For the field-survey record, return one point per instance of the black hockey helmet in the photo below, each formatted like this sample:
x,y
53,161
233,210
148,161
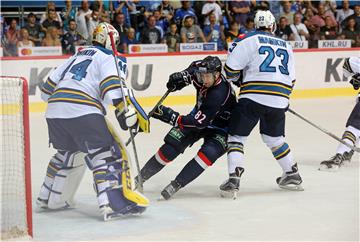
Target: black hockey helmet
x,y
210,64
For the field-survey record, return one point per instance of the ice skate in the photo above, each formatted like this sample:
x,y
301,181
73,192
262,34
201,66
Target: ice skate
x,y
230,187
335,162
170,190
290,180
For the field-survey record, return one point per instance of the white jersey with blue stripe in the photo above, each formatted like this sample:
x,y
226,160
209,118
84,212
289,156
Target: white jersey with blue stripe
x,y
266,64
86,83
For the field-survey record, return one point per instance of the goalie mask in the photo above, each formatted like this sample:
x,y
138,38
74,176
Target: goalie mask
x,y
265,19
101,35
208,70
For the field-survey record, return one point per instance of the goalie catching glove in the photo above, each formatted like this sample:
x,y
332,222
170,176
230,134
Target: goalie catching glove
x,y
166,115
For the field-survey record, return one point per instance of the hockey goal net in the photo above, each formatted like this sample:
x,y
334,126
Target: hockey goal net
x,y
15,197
...
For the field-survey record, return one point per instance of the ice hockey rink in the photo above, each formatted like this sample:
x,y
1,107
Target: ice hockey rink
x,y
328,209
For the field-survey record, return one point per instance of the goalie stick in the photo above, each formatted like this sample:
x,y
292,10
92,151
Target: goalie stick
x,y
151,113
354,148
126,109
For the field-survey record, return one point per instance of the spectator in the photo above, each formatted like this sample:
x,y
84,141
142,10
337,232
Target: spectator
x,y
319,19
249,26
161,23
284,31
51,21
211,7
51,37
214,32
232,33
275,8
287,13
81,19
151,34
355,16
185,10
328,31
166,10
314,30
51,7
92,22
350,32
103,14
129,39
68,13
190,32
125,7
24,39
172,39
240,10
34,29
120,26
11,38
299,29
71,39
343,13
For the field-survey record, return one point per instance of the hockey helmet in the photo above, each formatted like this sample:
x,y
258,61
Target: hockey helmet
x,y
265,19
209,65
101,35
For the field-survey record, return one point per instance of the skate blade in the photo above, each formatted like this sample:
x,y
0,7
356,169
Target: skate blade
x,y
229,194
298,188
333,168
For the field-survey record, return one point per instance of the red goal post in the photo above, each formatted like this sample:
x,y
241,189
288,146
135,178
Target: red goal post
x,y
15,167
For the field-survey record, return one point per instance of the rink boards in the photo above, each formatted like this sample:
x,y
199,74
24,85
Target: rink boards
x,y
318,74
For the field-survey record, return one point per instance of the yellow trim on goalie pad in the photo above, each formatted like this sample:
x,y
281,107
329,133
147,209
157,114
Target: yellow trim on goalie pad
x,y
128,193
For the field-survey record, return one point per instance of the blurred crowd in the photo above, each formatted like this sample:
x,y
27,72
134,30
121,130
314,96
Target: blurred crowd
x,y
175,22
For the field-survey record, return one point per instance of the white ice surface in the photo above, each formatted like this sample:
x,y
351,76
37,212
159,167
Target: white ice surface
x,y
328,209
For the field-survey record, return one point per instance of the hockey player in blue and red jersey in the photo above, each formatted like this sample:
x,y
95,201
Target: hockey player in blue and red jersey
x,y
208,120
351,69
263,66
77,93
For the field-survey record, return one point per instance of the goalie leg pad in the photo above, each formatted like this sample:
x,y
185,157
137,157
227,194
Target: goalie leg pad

About this exercise:
An exact copy is needed. It runs from the line above containing "of the black" down to the line containing "the goalie catching", both included, with no pictures.

Your solution:
For the field-survey record, return one point per instance of the black hockey helmet in the photo below, each formatted like this sample:
x,y
53,161
233,210
148,161
Target: black hockey helmet
x,y
210,64
For the field-survey record, return one point per instance of the ice skate in the photo above, each formatted like this sample:
x,y
301,181
73,192
262,34
201,66
Target: ice skate
x,y
230,187
335,162
170,190
290,180
For the field-survey record, return one point per instance of the white jersey with blue stripe in the photo above, each formatted like this sample:
x,y
226,160
209,118
84,212
289,156
Target: white jersey with blue stripe
x,y
266,64
86,83
For the field-survey record, return one point per instance of the goalie mask in the photo above, each formatted like this sample:
x,y
138,38
74,176
Target: goalie mask
x,y
265,19
101,35
208,70
For the field-survey record, return one point per instance of the goalie catching glove in the photo above, each formatted like this sample:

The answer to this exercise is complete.